**DESCRIPTION OF THE TASK:**
Copy every entry below without changing a single character.

-- BEGIN RECORD EXCERPTS --

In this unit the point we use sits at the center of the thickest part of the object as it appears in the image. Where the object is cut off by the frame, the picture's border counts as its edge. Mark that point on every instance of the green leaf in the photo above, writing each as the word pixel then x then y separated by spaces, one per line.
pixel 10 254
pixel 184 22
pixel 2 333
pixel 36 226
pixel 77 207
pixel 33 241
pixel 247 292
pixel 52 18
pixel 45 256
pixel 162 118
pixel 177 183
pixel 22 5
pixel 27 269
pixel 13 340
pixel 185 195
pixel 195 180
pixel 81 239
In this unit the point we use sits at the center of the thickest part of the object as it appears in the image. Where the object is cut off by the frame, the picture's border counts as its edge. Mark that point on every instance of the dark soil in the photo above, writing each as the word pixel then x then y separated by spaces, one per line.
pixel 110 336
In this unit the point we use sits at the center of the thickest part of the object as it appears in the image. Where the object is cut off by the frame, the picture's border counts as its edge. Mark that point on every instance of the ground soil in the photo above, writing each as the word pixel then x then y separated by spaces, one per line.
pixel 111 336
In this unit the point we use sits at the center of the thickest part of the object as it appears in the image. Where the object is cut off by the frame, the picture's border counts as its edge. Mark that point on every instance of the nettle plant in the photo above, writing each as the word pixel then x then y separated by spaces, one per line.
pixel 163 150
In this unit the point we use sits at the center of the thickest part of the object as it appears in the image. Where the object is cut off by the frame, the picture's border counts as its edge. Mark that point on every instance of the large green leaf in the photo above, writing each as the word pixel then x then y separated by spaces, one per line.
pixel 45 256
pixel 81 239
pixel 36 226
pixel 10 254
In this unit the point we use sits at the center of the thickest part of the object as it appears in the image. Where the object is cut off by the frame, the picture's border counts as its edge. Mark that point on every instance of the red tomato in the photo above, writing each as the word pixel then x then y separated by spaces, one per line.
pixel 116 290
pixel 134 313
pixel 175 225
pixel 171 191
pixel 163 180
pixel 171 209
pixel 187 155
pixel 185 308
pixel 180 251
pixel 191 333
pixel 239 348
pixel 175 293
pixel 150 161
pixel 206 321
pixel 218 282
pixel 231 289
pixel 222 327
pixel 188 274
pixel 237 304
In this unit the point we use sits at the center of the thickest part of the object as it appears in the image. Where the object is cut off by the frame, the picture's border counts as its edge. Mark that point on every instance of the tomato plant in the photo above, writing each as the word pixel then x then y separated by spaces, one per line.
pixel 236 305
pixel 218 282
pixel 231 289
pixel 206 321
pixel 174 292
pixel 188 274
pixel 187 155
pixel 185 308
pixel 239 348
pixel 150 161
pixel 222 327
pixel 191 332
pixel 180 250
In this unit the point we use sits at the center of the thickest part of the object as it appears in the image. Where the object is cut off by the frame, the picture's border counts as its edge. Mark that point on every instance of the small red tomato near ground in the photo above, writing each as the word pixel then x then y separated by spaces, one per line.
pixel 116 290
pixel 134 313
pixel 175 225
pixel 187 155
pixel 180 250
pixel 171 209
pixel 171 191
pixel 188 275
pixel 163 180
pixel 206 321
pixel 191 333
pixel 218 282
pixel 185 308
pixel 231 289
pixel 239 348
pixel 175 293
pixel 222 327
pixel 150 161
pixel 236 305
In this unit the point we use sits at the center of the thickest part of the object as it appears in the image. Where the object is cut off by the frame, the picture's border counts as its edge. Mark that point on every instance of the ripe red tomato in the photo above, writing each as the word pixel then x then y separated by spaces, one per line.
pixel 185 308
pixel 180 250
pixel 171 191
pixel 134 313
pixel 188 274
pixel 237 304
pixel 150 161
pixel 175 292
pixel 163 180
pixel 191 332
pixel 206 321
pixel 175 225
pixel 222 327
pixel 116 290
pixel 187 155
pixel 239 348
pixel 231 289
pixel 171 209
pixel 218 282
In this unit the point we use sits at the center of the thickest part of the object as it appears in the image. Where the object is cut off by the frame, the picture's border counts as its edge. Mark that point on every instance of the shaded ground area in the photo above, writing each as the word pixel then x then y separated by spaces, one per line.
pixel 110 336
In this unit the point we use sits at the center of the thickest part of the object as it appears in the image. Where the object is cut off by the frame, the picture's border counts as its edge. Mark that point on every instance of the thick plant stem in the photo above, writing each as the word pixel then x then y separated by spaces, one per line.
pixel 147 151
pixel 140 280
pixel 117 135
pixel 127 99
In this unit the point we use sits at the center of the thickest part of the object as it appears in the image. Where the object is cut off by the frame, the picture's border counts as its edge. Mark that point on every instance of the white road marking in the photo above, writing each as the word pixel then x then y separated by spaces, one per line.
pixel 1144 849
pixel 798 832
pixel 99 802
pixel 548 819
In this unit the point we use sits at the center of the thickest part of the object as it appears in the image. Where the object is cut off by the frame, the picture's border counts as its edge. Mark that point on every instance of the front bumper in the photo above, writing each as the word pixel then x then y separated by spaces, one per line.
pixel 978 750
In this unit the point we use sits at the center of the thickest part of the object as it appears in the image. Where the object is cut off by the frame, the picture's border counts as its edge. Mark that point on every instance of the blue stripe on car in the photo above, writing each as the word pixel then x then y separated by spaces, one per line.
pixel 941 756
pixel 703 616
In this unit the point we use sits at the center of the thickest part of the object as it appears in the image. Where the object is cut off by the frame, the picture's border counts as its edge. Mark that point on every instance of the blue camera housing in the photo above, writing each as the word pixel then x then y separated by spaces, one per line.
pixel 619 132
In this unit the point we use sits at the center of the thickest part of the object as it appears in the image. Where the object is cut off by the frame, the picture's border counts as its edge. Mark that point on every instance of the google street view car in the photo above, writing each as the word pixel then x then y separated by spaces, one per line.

-- END RECORD EXCERPTS --

**SOLUTION TO THIS EXERCISE:**
In this unit the point we use sits at the center of the thickest part of the object as it appears in the image. Where the object is cut off by the frame, the picture's border counts as its edge. Mark that point on every instance of the green leaf in the photo above, writing each as the word pixel then x then y separated by spaces, one per line.
pixel 10 254
pixel 184 22
pixel 2 333
pixel 36 226
pixel 77 207
pixel 33 241
pixel 247 292
pixel 52 18
pixel 45 256
pixel 162 118
pixel 177 183
pixel 22 5
pixel 27 269
pixel 13 340
pixel 185 195
pixel 195 180
pixel 81 239
In this unit the point we use sits at the center of the thickest part of the object as it appears in the image. Where the object is cut off by the frame, the picture's border counts as its edge. Mark that point on every instance of the dark soil in the photo above, writing each as the word pixel then x then y separated by spaces, one per line.
pixel 110 336
In this unit the point we use sits at the center of the thickest part of the object as it appears in the image. Where the object is cut off by the frame, the picture's border counts as its edge. Mark that point on every instance of the ground soil in the photo above, writing each as the word pixel then x then y separated by spaces, one per line.
pixel 111 336
In this unit the point we use sits at the center of the thickest part of the object as it appears in the image. Where the object is cut off by the frame, the picture's border counts as its edge. Mark that point on every instance of the nettle plant in the photo above, writing each as the word pixel then x then y separated by spaces, one per line.
pixel 163 150
In this unit the point we use sits at the center of the thickest part of the object as it appears in the image. Where the object is cut off by the frame, the picture's border counts as its edge. Mark that point on every instance of the large green leaf in the photo above, writing each as the word pixel then x then y separated by spaces, one per line.
pixel 45 256
pixel 81 239
pixel 36 226
pixel 10 254
In this unit the point we use sits at the center of the thickest part of the object as it appears in the image. Where the object is cut off by the frame, the picture's border counts as its edge. Mark that point on every instance of the red tomato in the photo above, writing each as the word pixel then x then y separated by spaces, one per line.
pixel 116 290
pixel 134 313
pixel 175 225
pixel 171 191
pixel 163 180
pixel 171 209
pixel 187 155
pixel 185 308
pixel 180 251
pixel 191 333
pixel 239 348
pixel 175 293
pixel 150 161
pixel 206 321
pixel 218 282
pixel 231 289
pixel 222 327
pixel 188 274
pixel 237 304
In this unit the point we use sits at the center of the thickest part of the object as it appears in the image. Where the object is cut off by the frame, the picture's border counts as its edge. Mark that point on every instance of the tomato plant in the photo above, writing each as the word pixel then x then y separated by spaces, one per line.
pixel 236 305
pixel 218 282
pixel 231 289
pixel 206 321
pixel 174 292
pixel 188 274
pixel 187 155
pixel 185 308
pixel 239 348
pixel 150 161
pixel 222 327
pixel 191 332
pixel 180 250
In this unit the point we use sits at the center of the thickest part of the object as it appears in the image. Where the object is cut off by the frame, the picture's border counts as its edge. Mark that point on every instance of the small red tomato near ground in the photo above, writing each as the word pixel then x then y separated by spaces, one per line.
pixel 116 290
pixel 134 313
pixel 175 225
pixel 187 155
pixel 180 250
pixel 171 209
pixel 171 191
pixel 188 275
pixel 163 180
pixel 206 321
pixel 191 333
pixel 218 282
pixel 185 308
pixel 231 289
pixel 239 348
pixel 175 293
pixel 222 327
pixel 150 161
pixel 236 305
In this unit the point we use sits at the center of the thickest part of the object as it appears in the image. Where the object is cut off by the frame, the picture's border counts as its edge. Mark that point on every instance of the ripe red tomato in the photo above, writing each as the word pixel then x then y separated by spaces, one per line.
pixel 185 308
pixel 180 250
pixel 171 191
pixel 134 313
pixel 188 274
pixel 237 304
pixel 150 161
pixel 175 292
pixel 163 180
pixel 191 332
pixel 206 321
pixel 175 225
pixel 222 327
pixel 116 290
pixel 187 155
pixel 239 348
pixel 231 289
pixel 171 209
pixel 218 282
In this unit the point we use sits at the center of the thickest part of the object as it appears in the image. Where the object is cut off by the frame, the picture's border counts as its edge. Mark that point on every instance of the shaded ground area in the photo above, writing each as the word pixel then x then y separated by spaces, one per line.
pixel 110 336
In this unit the point we use sits at the center of the thickest part of the object as it appears in the image. Where the object is cut off by the frame, the picture's border counts as its edge. Mark that point on every instance of the thick plant stem in the photo above, writing each as the word pixel then x then y separated by spaces, one per line.
pixel 147 151
pixel 140 280
pixel 117 135
pixel 127 99
In this unit the point we use sits at the center of the thickest part of the object as it appears in the image. Where the object is cut off by the frame, the picture's border counts as its edge. Mark that point on every instance of the white road marking in the photo above, writing each as the word pixel then x then y separated by spaces, one per line.
pixel 1144 849
pixel 798 832
pixel 99 802
pixel 548 819
In this unit the point we use sits at the center of the thickest part of the object as it appears in the image. Where the object is cut off by the frame, the picture's border counts as its edge. Mark that point on every instance of the front bumper in the photo above, writing each as the word pixel then x then y separated by spaces, one per line.
pixel 978 750
In this unit the point we use sits at the center of the thickest part of the object as it appears in the image. Where the object is cut off by the frame, the picture's border counts as its edge. Mark that point on every instance of the blue stripe on car in the photo above, writing each as the word pixel then x then y separated by spaces, one per line.
pixel 941 756
pixel 703 616
In this unit the point we use sits at the center of the thickest part of the object as it appears in the image. Where the object is cut off by the frame, the picture's border counts as its edge. Mark that point on every instance of the blue camera housing in the photo above, writing each as the word pixel then x then y separated by spaces, one per line.
pixel 619 132
In this unit the point we use sits at the center of the thickest part of the object as it appears in the image. Where the object is cut off by the frame, the picture's border counts as its edge. Mark that point on every instance of the google street view car in the photo above, writing each as the word pixel then x then y separated by spaces, one per line.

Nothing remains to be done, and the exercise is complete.